== INFORMATION SHOWN

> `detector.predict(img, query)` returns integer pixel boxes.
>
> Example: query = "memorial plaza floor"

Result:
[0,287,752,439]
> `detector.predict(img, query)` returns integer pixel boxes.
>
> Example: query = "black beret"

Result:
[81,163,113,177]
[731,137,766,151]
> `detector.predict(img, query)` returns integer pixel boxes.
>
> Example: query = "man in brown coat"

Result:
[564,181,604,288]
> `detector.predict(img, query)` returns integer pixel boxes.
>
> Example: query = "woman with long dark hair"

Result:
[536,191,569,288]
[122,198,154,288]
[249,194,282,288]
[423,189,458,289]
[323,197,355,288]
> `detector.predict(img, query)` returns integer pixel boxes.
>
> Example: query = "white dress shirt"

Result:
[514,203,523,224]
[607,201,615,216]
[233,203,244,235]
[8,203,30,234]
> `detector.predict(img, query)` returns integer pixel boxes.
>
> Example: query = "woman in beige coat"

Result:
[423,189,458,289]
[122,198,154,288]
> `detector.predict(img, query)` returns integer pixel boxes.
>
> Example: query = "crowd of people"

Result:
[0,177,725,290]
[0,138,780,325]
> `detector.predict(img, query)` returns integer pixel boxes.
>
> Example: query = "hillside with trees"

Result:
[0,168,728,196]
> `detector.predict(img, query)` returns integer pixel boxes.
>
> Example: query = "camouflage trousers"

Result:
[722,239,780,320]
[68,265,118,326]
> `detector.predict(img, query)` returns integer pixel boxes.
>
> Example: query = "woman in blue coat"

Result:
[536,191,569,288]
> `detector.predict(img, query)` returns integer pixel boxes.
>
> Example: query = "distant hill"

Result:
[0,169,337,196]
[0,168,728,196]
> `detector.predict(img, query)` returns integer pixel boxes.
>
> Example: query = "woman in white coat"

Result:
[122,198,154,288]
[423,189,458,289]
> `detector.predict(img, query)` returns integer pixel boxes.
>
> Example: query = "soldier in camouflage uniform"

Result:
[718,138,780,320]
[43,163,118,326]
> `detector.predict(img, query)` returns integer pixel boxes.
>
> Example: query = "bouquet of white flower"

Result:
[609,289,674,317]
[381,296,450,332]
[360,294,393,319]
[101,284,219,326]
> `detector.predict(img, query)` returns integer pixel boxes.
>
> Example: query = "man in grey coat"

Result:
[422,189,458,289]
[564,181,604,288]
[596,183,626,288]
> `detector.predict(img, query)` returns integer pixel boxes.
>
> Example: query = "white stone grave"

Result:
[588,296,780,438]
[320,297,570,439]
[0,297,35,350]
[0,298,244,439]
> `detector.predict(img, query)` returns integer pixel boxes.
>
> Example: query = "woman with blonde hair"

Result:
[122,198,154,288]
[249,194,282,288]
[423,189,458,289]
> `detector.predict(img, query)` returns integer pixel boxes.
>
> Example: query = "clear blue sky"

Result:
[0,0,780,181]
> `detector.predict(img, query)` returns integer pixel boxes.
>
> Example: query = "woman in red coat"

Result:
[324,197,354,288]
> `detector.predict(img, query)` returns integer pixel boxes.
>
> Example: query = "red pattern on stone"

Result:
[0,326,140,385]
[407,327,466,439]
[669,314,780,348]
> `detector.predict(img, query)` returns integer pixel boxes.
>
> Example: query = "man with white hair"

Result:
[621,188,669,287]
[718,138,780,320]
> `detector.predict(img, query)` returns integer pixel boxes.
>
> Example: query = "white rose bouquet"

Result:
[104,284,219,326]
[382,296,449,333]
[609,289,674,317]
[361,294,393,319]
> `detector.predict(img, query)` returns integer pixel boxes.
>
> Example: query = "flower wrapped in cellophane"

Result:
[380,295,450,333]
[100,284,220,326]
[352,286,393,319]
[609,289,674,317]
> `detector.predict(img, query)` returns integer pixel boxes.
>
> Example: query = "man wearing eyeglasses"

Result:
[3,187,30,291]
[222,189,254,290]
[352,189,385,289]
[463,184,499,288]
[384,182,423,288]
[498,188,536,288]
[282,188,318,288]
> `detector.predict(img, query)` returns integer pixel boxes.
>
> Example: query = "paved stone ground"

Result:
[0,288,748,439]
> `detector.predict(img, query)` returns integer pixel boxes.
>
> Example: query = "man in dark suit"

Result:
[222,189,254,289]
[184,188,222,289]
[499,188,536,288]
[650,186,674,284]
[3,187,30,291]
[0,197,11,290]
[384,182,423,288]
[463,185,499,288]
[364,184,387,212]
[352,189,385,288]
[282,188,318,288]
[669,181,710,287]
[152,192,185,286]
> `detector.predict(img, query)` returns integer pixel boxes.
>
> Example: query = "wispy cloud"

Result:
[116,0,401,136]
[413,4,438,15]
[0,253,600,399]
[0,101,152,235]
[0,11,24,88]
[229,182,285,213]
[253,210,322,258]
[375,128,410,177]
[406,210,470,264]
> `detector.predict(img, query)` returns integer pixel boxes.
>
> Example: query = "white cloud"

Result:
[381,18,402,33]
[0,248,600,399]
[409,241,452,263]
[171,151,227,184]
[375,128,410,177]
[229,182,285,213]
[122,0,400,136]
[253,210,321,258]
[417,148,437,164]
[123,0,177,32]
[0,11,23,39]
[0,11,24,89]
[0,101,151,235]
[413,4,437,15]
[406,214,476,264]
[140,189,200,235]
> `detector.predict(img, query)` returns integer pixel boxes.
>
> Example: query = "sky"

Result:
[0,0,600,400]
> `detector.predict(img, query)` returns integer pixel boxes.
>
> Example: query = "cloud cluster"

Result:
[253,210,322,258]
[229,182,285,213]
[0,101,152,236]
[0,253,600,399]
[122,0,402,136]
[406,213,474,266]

====

# [DIRECTIVE]
Count how many lines in the records contain the string "dark", matching case exactly. Reply with the number alone.

# [EXPECTED ANSWER]
2